Exercise
The response must consist of the lines below from the one with "Target: raglan sleeve" through the one with "Target: dark skin", exactly as they appear and with both ends kept.

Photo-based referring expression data

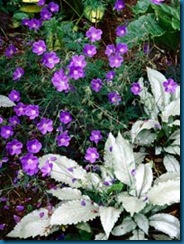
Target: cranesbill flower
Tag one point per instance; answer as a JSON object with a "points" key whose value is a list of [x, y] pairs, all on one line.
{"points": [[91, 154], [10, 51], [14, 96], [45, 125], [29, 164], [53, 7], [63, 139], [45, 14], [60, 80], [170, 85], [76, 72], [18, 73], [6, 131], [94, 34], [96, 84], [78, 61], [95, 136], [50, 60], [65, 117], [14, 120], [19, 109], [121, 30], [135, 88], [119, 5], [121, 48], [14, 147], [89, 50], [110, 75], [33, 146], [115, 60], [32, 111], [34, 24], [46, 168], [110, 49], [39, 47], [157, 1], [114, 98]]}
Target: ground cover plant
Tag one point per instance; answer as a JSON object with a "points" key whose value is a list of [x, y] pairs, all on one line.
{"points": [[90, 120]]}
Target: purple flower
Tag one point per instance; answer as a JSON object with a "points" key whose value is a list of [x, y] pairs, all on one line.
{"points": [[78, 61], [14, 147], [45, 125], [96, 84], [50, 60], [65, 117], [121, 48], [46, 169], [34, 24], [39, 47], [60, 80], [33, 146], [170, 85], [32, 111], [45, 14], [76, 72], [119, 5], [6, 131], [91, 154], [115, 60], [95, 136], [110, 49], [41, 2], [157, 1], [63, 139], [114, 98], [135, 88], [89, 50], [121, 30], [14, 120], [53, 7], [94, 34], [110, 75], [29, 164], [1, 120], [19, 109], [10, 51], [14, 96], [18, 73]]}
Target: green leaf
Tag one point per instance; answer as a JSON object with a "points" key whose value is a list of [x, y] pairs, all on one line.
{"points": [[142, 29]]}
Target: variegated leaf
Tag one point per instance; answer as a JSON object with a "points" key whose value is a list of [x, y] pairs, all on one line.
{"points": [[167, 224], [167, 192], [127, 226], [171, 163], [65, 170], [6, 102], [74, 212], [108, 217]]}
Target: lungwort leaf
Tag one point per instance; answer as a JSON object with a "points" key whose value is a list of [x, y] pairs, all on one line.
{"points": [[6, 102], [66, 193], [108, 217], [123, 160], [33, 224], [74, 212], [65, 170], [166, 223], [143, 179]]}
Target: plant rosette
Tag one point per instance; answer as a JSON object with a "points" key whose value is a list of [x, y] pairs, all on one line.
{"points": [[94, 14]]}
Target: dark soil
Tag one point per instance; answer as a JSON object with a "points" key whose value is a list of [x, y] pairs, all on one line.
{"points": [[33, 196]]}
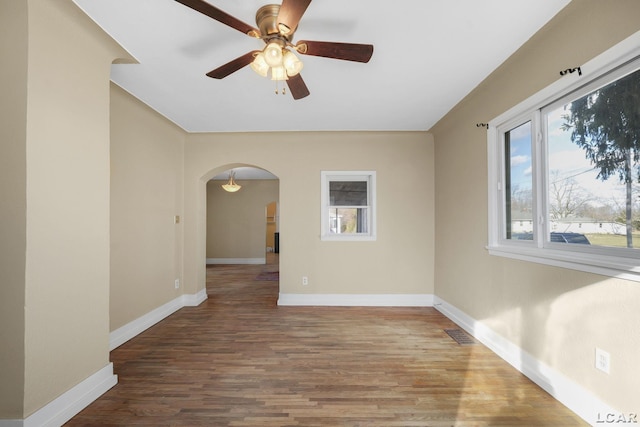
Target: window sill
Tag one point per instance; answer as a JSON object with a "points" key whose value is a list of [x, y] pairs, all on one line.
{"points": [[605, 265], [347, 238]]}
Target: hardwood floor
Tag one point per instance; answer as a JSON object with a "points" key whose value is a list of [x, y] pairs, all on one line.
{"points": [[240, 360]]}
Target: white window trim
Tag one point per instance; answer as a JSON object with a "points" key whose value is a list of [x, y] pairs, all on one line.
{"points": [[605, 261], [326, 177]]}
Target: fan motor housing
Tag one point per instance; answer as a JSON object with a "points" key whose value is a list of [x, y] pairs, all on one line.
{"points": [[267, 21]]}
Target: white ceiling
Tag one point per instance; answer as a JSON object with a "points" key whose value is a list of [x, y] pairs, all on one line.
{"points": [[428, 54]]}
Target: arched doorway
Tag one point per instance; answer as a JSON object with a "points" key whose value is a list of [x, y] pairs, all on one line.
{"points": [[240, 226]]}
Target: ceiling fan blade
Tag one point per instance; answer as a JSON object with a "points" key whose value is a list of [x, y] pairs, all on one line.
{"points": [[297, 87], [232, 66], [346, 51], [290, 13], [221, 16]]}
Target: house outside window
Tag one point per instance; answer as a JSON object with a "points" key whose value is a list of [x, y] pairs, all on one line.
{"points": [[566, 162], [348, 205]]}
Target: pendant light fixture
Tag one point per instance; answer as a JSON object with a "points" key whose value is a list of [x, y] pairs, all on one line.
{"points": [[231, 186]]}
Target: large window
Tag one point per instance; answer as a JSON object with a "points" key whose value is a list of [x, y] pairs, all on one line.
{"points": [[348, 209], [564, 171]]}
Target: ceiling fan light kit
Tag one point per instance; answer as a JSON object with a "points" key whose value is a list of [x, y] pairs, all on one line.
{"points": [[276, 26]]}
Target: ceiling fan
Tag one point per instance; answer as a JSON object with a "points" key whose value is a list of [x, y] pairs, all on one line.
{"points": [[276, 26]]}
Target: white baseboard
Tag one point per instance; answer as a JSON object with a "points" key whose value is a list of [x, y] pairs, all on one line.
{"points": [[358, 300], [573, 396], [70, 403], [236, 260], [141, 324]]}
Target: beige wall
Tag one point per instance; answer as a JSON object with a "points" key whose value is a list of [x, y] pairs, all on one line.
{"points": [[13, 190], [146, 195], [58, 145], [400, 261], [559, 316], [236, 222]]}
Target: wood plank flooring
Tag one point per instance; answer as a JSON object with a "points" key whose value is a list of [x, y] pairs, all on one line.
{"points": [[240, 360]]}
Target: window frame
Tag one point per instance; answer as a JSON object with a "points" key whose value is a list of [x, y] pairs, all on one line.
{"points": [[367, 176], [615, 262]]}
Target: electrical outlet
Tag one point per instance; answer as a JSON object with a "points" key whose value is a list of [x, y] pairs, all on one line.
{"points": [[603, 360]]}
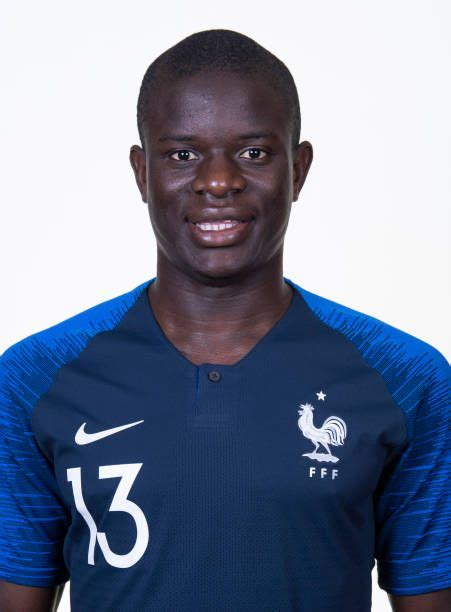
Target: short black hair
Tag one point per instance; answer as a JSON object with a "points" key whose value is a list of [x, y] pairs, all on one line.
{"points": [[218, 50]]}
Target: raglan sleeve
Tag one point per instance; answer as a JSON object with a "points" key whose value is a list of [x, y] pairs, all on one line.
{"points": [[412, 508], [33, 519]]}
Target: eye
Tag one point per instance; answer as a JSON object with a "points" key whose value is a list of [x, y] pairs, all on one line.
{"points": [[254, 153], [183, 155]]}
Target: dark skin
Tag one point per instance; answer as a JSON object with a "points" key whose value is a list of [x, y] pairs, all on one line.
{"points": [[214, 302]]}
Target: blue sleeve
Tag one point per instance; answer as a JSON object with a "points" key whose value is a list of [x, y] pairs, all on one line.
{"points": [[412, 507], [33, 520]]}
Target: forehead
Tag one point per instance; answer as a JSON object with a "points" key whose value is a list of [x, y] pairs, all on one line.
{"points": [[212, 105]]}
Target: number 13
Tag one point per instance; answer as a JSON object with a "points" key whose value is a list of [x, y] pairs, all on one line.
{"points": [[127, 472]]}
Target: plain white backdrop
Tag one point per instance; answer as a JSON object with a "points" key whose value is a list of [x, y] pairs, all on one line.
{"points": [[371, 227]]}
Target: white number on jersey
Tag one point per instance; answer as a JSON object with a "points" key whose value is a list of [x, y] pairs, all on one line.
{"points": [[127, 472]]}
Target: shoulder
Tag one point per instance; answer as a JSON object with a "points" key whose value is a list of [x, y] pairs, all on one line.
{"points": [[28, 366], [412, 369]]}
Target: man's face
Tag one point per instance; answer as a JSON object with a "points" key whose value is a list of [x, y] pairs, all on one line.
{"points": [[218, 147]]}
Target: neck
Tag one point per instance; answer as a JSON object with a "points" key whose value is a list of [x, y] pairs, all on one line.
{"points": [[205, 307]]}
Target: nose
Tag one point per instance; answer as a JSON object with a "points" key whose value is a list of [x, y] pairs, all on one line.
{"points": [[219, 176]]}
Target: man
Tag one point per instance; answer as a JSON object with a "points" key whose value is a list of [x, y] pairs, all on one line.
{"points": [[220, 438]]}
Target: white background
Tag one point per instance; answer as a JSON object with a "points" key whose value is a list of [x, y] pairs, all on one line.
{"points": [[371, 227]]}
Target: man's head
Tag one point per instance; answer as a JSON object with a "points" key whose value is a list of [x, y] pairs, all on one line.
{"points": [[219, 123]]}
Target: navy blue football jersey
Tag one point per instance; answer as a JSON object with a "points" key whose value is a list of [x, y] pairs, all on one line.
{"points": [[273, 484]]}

Solution to this problem
Target: raglan sleeve
Tag one point per instance; answer as a JSON object with a "points" key whose value is a list of [x, y] pairs, all on one line.
{"points": [[412, 508], [33, 519]]}
Target: eye
Tag one point per instance; answer as a JSON object with a "points" key whose value is a list of [x, y] pairs, all on one line.
{"points": [[254, 153], [183, 155]]}
Target: dark skin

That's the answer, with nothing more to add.